• **Task prompt**: From the records below, please return each line that holds the word "jeans".

------ Material for this task

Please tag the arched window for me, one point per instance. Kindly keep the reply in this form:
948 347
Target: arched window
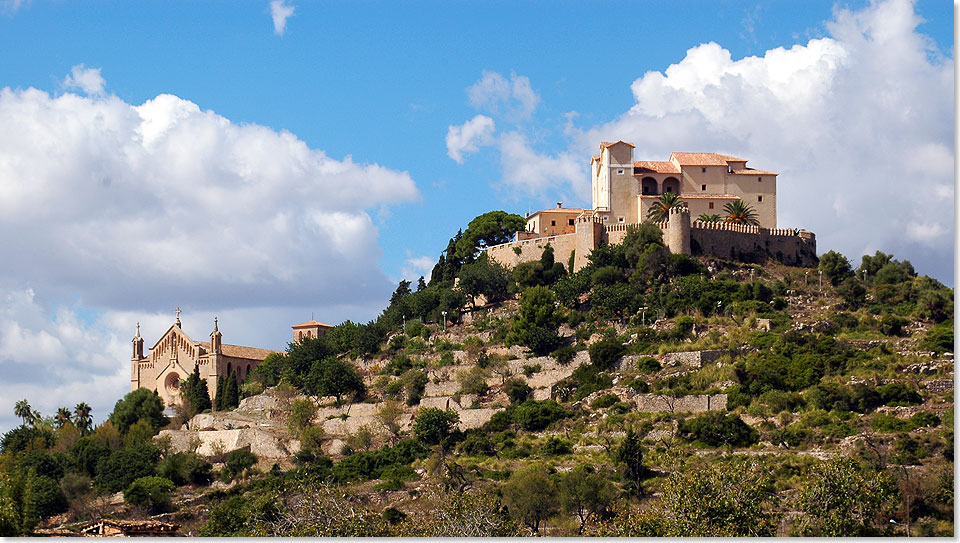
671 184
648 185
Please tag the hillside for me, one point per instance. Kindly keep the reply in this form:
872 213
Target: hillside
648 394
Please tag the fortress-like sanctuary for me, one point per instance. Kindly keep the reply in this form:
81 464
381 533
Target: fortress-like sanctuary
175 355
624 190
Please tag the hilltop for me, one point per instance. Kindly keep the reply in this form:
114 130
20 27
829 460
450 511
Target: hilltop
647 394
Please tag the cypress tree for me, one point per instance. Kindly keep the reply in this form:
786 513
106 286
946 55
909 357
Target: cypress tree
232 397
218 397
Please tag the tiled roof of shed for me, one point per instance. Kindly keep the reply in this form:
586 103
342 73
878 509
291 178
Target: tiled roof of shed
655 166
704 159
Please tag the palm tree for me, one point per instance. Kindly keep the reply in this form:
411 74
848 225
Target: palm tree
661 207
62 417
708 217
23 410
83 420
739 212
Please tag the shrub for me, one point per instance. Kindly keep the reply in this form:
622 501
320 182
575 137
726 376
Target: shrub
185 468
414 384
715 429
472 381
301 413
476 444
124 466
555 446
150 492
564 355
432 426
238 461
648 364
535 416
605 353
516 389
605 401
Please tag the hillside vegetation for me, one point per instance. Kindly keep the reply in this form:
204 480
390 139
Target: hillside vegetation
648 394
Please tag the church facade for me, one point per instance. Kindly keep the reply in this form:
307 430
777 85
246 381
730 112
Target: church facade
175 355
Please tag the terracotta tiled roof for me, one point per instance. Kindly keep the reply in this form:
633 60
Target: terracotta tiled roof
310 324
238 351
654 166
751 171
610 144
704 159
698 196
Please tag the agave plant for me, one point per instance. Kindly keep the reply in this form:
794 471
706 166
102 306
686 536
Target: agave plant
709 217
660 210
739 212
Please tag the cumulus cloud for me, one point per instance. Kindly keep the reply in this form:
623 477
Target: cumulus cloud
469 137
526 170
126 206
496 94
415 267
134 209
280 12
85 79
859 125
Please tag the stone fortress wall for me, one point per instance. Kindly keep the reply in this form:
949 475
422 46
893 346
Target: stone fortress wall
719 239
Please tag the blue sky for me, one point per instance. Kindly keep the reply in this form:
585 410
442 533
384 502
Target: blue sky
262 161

------------
------ Material for this task

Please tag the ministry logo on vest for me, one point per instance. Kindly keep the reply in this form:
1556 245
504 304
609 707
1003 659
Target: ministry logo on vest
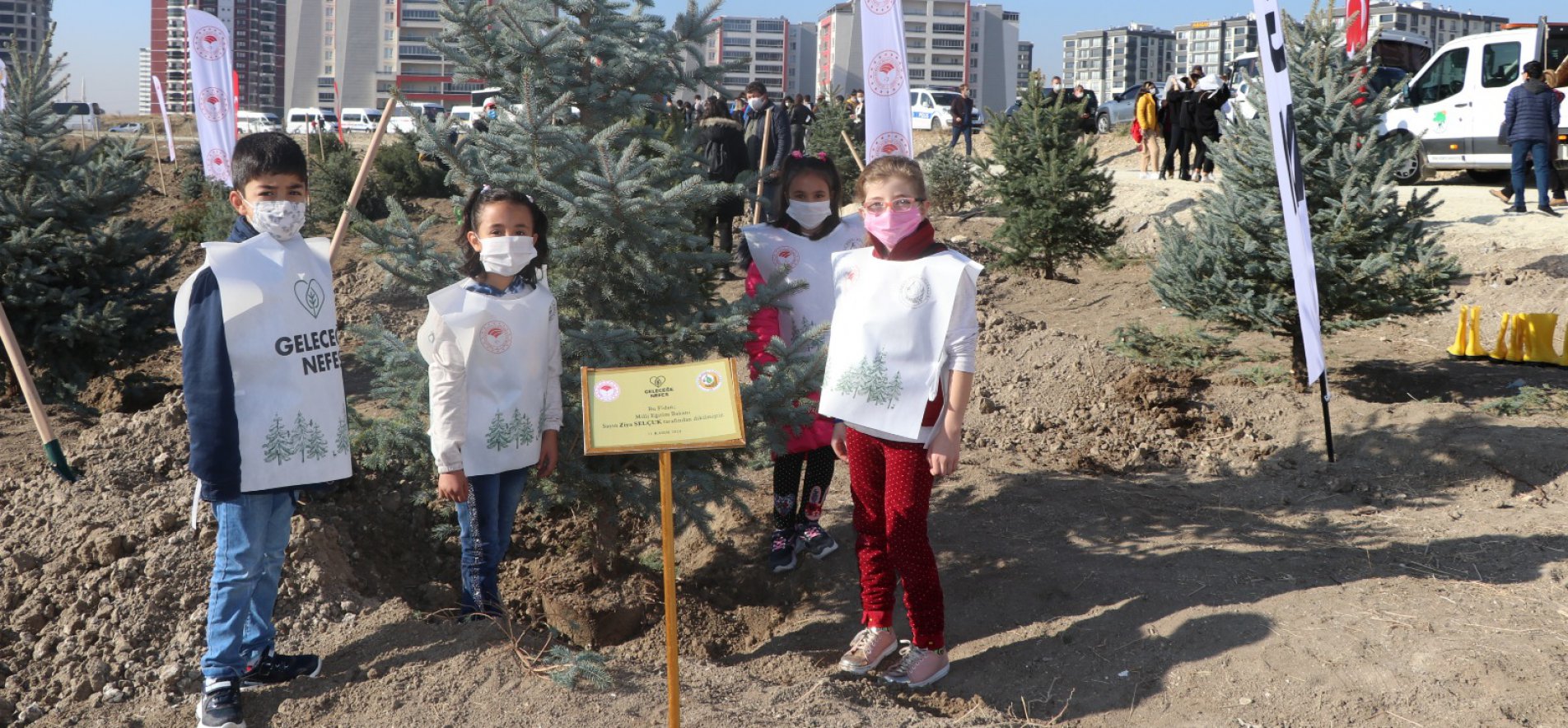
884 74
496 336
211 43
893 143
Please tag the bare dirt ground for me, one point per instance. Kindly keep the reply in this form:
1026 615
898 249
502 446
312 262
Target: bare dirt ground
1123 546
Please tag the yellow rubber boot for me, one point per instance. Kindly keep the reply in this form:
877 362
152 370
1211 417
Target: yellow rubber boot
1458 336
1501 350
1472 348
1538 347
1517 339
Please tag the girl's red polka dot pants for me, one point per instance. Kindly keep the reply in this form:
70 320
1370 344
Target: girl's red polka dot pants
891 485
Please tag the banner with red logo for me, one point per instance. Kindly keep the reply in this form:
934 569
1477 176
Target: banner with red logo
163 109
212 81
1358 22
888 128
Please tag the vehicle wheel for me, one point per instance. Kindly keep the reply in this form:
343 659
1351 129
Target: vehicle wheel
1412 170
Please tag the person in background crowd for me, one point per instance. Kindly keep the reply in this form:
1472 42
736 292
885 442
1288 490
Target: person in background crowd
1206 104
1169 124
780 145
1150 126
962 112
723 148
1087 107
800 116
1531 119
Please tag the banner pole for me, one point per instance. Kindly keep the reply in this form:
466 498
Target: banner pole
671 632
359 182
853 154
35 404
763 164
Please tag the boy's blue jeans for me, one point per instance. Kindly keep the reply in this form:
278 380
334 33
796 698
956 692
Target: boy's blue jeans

------------

• **Reply**:
Please tag the boy's blue jeans for me, one point per instance. Kindly keep the reply in this form:
Target: boy's blue jeans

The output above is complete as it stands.